PFS: Yeah, that’s amazing that they give you the opportunity to do something so polished and complete on your first go.
MD: Yes, it actually is amazing.
PFS: So, how did the idea for Elevator Man come to you?
MD: Well, I was taking screenwriting classes and I wanted to write a short that had a continuing ascension of conflict but in a very easy-to-shoot setting. So, I kind of came up with the thought of an elevator where each floor would bring subsequent drama or tension. And then, of course, we could basically shoot it in one area. We had to cut some of the scenes out for the sake of time because we wanted to shoot it in one day.
PFS: What was the experience of directing like?
MD: It was the most fun day of my life, besides my marriage and my kids being born. I was in heaven. Just the concept coming alive was truly, truly amazing and very professional. The crew was amazing. It was just a fun day.
PFS: Everything you expected it to be?
MD: Actually more. It’s such a collaborative process and it was just so much fun. The filmmaking process is so amazing.
PFS: So did you enjoy working with actors in particular?
MD: Yeah, and that is definitely a learning curve that I’m going to have to continue to work on. I enjoyed seeing how each actor crafted their character.
PFS: This is a very specific question, but how did you make the fake vomit when the boy throws up on the model house?
MD: That’s a great question. We mixed cinnamon applesauce and leftover nuts. I was in the elevator with the little boy, who is my godson. He mimicked throwing up and I was actually behind him and threw the vomit onto the model house. I might as well add that the models I bought at a discount store for a $1 apiece. So, that’s how we made that come to realization. And with editing, it looks like he’s actually throwing up.
PFS: Yeah, it’s pretty realistic. I was going to ask about the models, too. Part of what’s funny is that they really aren’t anything special.
MD: No, they’re not special at all. The producer and another writer came up with the concept of the phallic symbols up top, and he actually got somebody to 3D print the phallic chimney on top. But the models were just part of the idea process.

§ **Information shown**:
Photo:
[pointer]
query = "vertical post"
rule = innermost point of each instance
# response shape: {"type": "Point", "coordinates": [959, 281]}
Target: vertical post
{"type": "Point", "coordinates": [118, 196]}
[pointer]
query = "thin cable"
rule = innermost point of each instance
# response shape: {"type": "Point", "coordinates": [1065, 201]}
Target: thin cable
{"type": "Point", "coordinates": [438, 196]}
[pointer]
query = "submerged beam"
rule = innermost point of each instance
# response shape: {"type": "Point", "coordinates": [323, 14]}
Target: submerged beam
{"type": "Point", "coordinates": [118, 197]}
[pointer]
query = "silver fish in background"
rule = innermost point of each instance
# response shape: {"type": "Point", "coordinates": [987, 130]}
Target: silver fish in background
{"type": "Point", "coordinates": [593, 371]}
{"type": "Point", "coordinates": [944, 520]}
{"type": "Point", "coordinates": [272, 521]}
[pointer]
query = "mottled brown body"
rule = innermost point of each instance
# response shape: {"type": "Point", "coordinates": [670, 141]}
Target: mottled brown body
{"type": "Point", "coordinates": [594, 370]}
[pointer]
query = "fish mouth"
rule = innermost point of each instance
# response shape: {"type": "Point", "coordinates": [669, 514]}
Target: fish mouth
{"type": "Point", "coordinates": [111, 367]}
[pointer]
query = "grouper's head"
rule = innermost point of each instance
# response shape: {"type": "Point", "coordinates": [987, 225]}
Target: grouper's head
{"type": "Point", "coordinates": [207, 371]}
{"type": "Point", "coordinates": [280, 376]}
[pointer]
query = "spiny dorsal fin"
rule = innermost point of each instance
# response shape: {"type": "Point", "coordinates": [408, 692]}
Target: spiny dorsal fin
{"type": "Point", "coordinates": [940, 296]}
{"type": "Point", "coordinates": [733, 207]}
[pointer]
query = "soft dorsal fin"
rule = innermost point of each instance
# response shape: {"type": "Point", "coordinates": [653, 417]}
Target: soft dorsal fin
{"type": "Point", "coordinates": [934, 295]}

§ **What to do**:
1. In the Elevator Man interview, what was mixed together to make the fake vomit?
2. Transcribe the stretch of the Elevator Man interview from "PFS: Yeah, that’s" through "in one day.".
The rows have nothing to do with the Elevator Man interview.

§ **Per-task outputs**:
1. Cinnamon applesauce and leftover nuts.

2.
PFS: Yeah, that’s amazing that they give you the opportunity to do something so polished and complete on your first go.
MD: Yes, it actually is amazing.
PFS: So, how did the idea for Elevator Man come to you?
MD: Well, I was taking screenwriting classes and I wanted to write a short that had a continuing ascension of conflict but in a very easy-to-shoot setting. So, I kind of came up with the thought of an elevator where each floor would bring subsequent drama or tension. And then, of course, we could basically shoot it in one area. We had to cut some of the scenes out for the sake of time because we wanted to shoot it in one day.